TASK BRIEF:
Please identify every line in the listing below that contains the string "post" and copy each of those lines. Case counts when matching.

SUPPLIED ENTRIES:
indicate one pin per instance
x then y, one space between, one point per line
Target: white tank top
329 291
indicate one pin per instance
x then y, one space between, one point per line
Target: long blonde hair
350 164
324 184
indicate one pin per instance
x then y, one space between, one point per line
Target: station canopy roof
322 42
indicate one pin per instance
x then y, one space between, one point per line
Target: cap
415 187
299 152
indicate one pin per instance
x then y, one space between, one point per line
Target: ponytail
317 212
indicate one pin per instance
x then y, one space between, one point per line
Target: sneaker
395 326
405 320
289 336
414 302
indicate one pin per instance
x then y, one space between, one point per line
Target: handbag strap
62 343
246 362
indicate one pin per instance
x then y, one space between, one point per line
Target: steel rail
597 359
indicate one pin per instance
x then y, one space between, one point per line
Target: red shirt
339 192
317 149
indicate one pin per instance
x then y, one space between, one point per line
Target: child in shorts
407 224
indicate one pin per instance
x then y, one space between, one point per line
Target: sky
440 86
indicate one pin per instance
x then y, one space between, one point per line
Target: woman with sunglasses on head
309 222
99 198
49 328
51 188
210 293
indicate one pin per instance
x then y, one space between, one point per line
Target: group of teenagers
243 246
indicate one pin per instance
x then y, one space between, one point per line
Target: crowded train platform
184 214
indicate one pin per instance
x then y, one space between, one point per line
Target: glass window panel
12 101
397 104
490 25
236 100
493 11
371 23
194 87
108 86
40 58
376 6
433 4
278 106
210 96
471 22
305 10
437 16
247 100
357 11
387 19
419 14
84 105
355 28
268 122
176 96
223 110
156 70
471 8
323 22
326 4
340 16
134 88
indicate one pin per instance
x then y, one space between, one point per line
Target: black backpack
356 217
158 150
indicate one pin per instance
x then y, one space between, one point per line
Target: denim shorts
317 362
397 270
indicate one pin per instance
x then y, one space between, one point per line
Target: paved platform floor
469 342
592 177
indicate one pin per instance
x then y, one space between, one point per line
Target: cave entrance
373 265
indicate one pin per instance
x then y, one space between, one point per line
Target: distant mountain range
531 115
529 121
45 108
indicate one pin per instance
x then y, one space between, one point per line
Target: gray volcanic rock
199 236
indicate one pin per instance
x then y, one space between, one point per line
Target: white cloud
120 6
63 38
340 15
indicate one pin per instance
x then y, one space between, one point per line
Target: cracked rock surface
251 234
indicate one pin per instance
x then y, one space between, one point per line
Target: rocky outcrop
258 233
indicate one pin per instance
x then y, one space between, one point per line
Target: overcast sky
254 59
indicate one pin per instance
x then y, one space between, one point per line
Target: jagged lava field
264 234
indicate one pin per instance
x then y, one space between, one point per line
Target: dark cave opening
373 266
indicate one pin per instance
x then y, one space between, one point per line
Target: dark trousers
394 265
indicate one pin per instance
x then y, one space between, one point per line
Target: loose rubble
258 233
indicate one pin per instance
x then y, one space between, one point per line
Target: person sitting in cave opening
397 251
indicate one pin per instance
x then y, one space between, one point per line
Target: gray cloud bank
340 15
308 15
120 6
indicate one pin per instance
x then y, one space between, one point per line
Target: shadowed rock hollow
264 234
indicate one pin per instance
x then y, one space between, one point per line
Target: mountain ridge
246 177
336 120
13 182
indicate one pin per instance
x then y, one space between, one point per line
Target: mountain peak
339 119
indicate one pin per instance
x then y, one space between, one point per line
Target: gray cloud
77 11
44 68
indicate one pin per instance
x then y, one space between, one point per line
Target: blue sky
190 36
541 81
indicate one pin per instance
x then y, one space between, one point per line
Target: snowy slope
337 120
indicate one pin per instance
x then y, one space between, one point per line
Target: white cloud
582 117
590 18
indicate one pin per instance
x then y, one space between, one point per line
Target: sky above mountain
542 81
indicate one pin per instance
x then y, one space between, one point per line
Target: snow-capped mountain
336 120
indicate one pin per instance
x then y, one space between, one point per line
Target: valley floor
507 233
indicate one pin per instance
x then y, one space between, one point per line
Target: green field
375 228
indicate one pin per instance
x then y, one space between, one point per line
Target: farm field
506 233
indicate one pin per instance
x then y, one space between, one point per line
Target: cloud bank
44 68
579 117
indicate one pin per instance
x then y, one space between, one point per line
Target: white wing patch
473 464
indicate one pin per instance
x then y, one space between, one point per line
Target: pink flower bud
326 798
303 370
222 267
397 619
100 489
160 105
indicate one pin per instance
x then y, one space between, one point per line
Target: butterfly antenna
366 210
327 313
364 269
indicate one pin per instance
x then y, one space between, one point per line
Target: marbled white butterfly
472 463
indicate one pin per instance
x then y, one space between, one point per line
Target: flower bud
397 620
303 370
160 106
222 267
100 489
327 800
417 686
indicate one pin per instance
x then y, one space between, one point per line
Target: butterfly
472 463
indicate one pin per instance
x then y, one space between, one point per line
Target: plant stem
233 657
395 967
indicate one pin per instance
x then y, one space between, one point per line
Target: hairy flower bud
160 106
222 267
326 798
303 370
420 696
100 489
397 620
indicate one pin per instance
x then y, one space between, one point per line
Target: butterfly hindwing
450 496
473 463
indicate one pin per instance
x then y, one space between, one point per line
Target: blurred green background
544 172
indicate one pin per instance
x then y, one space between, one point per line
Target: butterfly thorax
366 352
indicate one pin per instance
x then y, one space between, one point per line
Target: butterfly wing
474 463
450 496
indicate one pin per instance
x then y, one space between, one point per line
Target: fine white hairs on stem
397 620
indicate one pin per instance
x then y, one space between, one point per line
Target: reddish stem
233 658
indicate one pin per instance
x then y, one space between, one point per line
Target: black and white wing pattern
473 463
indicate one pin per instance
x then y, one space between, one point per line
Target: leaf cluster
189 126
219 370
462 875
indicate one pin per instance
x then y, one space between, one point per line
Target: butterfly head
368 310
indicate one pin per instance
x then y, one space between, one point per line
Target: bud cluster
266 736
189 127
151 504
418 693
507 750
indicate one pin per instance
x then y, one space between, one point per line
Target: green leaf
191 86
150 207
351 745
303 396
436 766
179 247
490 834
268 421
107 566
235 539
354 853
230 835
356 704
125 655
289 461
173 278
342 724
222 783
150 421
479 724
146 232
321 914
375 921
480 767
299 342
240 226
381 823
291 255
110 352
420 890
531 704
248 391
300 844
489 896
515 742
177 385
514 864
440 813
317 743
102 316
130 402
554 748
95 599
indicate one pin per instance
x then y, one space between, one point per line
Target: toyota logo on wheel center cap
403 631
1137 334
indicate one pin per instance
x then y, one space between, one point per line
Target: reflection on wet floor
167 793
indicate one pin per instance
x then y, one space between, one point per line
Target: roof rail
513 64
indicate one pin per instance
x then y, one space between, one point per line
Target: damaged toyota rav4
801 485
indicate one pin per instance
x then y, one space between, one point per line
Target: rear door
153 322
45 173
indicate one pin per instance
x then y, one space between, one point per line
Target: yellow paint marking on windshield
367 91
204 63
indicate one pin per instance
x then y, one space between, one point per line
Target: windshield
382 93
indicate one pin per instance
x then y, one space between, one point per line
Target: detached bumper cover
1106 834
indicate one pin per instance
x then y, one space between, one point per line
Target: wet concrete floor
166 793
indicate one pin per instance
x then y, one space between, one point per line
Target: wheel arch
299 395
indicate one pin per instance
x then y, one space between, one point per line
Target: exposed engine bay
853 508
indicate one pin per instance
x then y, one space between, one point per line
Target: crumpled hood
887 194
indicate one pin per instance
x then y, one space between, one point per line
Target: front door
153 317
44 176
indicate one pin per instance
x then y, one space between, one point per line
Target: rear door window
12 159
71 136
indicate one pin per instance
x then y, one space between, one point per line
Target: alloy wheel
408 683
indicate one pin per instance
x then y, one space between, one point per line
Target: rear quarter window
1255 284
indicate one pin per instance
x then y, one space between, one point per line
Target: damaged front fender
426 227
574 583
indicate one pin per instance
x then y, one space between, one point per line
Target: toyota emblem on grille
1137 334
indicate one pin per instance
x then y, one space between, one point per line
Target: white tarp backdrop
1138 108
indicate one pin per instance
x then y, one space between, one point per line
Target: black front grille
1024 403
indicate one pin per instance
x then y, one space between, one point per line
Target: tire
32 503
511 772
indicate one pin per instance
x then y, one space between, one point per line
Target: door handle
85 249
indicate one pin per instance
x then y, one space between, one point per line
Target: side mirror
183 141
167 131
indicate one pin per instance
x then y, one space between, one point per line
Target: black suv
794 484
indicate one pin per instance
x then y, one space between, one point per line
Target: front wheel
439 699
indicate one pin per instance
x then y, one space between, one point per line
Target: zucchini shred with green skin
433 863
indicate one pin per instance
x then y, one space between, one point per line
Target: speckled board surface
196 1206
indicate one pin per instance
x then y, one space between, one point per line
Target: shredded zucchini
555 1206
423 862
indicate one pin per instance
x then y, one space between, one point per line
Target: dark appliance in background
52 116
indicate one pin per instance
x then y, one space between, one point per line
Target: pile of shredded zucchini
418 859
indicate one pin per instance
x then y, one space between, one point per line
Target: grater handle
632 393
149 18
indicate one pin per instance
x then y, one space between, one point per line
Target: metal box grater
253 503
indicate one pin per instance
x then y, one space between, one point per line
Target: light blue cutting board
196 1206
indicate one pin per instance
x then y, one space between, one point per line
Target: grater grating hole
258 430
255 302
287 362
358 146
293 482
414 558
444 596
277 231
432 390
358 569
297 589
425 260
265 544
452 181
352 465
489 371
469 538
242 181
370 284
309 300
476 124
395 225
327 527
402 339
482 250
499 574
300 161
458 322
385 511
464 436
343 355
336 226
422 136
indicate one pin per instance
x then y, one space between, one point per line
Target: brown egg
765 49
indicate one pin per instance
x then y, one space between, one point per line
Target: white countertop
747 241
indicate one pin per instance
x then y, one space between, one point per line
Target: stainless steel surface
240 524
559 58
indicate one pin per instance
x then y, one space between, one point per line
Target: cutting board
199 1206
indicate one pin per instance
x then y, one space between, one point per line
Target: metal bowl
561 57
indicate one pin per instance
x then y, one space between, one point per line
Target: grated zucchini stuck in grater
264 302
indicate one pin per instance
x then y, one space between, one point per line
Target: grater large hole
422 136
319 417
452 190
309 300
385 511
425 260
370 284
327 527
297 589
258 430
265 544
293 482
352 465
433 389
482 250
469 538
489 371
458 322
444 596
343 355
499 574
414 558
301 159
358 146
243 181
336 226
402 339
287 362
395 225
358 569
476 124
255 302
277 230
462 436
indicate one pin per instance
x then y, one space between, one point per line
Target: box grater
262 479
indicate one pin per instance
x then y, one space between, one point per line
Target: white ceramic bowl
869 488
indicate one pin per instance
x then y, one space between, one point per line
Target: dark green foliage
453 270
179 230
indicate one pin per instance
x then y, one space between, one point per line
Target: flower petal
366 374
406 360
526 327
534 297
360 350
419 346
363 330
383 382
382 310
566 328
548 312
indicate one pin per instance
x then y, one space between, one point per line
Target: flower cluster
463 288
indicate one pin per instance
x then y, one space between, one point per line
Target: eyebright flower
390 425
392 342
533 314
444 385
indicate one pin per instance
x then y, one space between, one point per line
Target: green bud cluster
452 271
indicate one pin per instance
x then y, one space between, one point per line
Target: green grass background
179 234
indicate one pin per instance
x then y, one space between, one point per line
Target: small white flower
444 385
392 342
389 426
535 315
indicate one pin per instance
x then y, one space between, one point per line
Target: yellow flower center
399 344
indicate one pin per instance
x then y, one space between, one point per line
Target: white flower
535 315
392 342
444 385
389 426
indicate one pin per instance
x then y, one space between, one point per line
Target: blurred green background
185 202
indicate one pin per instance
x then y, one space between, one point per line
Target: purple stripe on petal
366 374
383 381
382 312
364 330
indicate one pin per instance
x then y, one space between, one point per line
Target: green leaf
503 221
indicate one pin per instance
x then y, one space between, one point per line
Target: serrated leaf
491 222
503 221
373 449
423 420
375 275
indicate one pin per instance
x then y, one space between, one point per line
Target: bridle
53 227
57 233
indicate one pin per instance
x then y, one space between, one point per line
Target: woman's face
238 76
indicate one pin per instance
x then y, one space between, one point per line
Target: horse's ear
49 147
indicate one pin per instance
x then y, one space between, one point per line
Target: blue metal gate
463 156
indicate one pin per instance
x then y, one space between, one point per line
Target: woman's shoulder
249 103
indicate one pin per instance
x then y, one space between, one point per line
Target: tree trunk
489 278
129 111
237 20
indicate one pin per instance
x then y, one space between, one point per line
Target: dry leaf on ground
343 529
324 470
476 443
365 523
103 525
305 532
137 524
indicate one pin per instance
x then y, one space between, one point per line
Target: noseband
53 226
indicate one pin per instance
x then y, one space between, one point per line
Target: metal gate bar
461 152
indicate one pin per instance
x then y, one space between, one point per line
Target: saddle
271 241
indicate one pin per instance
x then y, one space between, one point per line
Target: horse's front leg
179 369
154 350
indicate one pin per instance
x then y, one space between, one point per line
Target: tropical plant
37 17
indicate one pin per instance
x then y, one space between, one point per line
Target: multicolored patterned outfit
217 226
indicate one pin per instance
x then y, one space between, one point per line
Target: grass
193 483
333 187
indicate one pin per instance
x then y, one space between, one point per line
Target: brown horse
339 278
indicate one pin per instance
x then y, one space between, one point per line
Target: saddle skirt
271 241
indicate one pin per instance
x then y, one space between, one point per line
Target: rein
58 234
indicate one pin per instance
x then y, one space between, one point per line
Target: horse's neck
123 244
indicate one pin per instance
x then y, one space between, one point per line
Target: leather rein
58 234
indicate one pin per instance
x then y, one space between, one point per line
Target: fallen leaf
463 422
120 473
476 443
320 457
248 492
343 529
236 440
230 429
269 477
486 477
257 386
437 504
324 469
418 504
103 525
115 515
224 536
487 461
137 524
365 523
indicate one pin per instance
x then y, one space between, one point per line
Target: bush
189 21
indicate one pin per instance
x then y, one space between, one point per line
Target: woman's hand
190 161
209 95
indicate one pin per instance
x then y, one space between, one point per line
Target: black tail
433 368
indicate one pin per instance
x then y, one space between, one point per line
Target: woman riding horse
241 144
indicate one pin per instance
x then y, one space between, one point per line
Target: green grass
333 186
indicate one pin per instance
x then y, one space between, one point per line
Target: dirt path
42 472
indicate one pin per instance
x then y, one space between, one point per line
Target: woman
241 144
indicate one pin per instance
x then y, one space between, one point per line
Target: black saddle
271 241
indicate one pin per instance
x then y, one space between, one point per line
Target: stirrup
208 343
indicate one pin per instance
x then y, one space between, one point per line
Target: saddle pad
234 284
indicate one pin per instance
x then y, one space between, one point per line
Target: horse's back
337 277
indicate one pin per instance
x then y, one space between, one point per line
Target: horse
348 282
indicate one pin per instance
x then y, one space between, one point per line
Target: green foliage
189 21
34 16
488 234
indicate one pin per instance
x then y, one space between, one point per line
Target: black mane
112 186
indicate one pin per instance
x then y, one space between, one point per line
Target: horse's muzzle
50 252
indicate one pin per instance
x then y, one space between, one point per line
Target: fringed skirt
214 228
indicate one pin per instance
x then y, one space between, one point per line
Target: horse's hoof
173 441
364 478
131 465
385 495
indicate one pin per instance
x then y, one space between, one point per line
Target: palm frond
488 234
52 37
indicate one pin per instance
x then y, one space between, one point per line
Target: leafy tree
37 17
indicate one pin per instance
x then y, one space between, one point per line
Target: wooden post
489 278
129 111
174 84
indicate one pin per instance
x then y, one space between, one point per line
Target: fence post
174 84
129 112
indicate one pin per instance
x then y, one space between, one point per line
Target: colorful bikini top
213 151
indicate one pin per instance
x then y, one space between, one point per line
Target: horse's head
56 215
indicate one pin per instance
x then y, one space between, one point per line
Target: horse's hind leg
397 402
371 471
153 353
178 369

SOLUTION FOR THIS EXERCISE:
Target: wooden post
Target: fence post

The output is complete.